*Parts of the exercise*
(a) Answer these questions from the biography of Nadia Tueni, one answer per line:
(i) In which city did she receive her secondary education?
(ii) In what year did she publish her first book of poems?
(iii) For which newspaper did she work as literary editor, and in what year?
(b) Write the next part of the biography of Nadia Tueni, picking up after its final sentence.

(Beginning of Selected passage)

Nadia Tueni | |
---|---|
Born |
Nadia Hamadeh 1935 Beirut |
Died | 1983 (aged 47–48) Beit Meri |
Nationality | Lebanese |
Occupation | Poet, writer |
Notable work | Les Texts Blonds, La Terre Arretee |
Spouse(s) | Ghassan Tueni (1954–1983; her death) |
Children | 3, including Gebran Tueni |
Relatives | Marwan Hamadeh (brother) |
Nadia Mohammad Hamadeh Tueni (1935–1983) was a Lebanese Francophone poet, who authored of numerous volumes of poetry.
Nadia Mohammad Ali Hamadeh was born in Beirut in 1935, to a Lebanese Druze father, Mohammed Ali Hamadeh, who was a diplomat and writer, and a French Algerian mother. She grew up bilingual. Her brother, Marwan Hamadeh, is a politician, and another brother, Ali Hamadeh, is a journalist at An Nahar and Future TV.
Nadia Tueni was educated in French schools in Lebanon and Greece. She attended Ecole des Soeurs de Besançon, then La Mission Laïque Française. She received her secondary education at the Lycée Français in Athens where her father was ambassador of Lebanon. She received her law degree at the Université Saint-Joseph in Beirut. However, there is another report stating that she attended the Université Saint-Joseph, but could not complete her study there due to her marriage in 1954.
Tueni published her first book of poems, Les Textes Blonds, in 1963. She worked as the literary editor of the Lebanese French-language newspaper, The Day, in 1967 and contributed to various Arabic and French publications.

(End of Selected passage)
(Beginning of Provided data)

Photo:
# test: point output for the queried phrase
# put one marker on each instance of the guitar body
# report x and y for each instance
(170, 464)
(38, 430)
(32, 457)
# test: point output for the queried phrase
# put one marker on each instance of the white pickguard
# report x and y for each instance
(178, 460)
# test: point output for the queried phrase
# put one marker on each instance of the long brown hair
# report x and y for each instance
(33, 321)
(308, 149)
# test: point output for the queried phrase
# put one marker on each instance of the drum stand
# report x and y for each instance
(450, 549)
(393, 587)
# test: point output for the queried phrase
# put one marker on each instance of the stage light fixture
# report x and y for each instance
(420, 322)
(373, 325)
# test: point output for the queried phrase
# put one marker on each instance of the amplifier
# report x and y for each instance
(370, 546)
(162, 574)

(End of Provided data)
(Beginning of Provided data)

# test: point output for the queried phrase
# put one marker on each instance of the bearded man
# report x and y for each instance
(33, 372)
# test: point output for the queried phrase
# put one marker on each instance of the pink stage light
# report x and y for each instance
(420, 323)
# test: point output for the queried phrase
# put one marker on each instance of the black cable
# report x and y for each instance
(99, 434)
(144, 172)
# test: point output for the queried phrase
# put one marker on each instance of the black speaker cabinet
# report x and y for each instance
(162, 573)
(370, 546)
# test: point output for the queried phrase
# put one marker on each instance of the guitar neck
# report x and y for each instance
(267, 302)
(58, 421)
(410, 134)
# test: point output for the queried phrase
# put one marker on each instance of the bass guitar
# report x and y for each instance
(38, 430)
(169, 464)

(End of Provided data)
(Beginning of Provided data)

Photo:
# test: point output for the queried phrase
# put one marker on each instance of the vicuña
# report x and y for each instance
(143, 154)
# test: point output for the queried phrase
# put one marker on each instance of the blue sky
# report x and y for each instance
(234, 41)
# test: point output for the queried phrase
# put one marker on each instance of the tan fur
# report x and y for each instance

(End of Provided data)

*Answers per task*
(a)
(i) Athens
(ii) 1963
(iii) The Day, in 1967

(b)
She married Ghassan Tueni, the publisher of An Nahar and doyen of the Lebanese press, in 1954. They had three children, all of whom would predecease their father, who long outlived her. Her son, Gebran Tueni, a journalist and politician, was assassinated in 2005. Another son, Makram, was 21 when he died in a car accident in Paris in 1987. A daughter, Nayla, who was born in 1955 died of cancer at age 7.
She describes her country, Lebanon, in Poems of Love and War (2006:xxxv) as follows: "I belong to a country that commits suicide every day while it is being assassinated. As a matter of fact, I belong to a country that died several times. Why should I not die too of the gnawing, ugly, slow, and vicious death, of this Lebanese death?"
Nadia Tueni died in Beit Meri near Beirut in 1983 after an 18-year battle with cancer. She was 47.